Aug 25 '22 17:08 lawsonjl-ornl

Thanks for reaching out, @lawsonjl-ornl!

@ashley-cui PTAL

Aug 26 '22 07:08 vrothberg

I think the reason is that secrets are mounted from host filesystem for a particular RUN step and unmounted after that so that they are not generally available across the rootfs of the working container and any other method would require us to copy or add secret into the rootfs which does not looks safe.

If i recall correctly additional --cap-add CAP_SYS_ADMIN is a must we want to perform remount inside the nested container. ( container-inside-container scenario )

From thinking quickly I don't think this can be fixed since that is how secrets are supposed to be used inside a build container but I'll wait for others to comment or I'll comment back here if i can think of a solution for this.

Aug 26 '22 08:08 flouthoc

So when I first wrote this issue, I was thinking that secrets provided via --secret src=... worked when running inside a podman container, but it actually appears that case fails too:

# On the host (not running as root)
podman run --rm -it --device=/dev/fuse quay.io/buildah/stable:v1.26.4

# Within the container
echo 'abc123' > /tmp/ENV_SECRET
cat <<'EOF'  | buildah bud --secret id=ENV_SECRET,src=/tmp/ENV_SECRET -f - .

__Records supplied__
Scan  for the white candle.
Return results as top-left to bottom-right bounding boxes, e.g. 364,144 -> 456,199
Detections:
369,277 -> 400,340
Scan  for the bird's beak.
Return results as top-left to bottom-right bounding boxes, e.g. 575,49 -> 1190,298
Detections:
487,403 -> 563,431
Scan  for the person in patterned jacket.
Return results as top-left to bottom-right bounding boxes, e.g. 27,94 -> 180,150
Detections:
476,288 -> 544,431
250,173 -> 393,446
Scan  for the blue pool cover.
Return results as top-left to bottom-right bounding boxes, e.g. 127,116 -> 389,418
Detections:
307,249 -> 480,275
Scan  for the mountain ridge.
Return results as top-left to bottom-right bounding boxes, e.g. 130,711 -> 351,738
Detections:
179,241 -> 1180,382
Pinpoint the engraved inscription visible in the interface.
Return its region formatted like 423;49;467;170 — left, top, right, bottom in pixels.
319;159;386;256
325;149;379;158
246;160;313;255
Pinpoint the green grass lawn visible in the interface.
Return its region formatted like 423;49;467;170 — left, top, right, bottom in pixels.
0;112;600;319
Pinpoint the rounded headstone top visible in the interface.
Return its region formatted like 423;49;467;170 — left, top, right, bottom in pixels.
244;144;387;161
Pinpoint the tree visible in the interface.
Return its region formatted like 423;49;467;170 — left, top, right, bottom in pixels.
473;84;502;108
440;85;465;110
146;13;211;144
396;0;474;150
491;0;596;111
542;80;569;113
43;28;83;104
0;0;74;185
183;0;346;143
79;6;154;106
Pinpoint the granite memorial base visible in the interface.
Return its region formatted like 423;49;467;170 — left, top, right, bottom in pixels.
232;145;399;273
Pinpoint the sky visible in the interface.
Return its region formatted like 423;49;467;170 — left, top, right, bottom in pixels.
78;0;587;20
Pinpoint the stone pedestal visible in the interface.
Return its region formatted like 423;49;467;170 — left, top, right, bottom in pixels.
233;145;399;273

__Given problem 1__
In the thread on build secrets, which capability is said to be required to perform a remount inside a nested container?
__Given problem 2__
Please set down the listing lines exactly, starting with the line that contains "Pinpoint the engraved" and going on through the end of the listing.

__Task solution 1__
CAP_SYS_ADMIN, added with --cap-add.

__Task solution 2__
Pinpoint the engraved inscription visible in the interface.
Return its region formatted like 423;49;467;170 — left, top, right, bottom in pixels.
319;159;386;256
325;149;379;158
246;160;313;255
Pinpoint the green grass lawn visible in the interface.
Return its region formatted like 423;49;467;170 — left, top, right, bottom in pixels.
0;112;600;319
Pinpoint the rounded headstone top visible in the interface.
Return its region formatted like 423;49;467;170 — left, top, right, bottom in pixels.
244;144;387;161
Pinpoint the tree visible in the interface.
Return its region formatted like 423;49;467;170 — left, top, right, bottom in pixels.
473;84;502;108
440;85;465;110
146;13;211;144
396;0;474;150
491;0;596;111
542;80;569;113
43;28;83;104
0;0;74;185
183;0;346;143
79;6;154;106
Pinpoint the granite memorial base visible in the interface.
Return its region formatted like 423;49;467;170 — left, top, right, bottom in pixels.
232;145;399;273
Pinpoint the sky visible in the interface.
Return its region formatted like 423;49;467;170 — left, top, right, bottom in pixels.
78;0;587;20
Pinpoint the stone pedestal visible in the interface.
Return its region formatted like 423;49;467;170 — left, top, right, bottom in pixels.
233;145;399;273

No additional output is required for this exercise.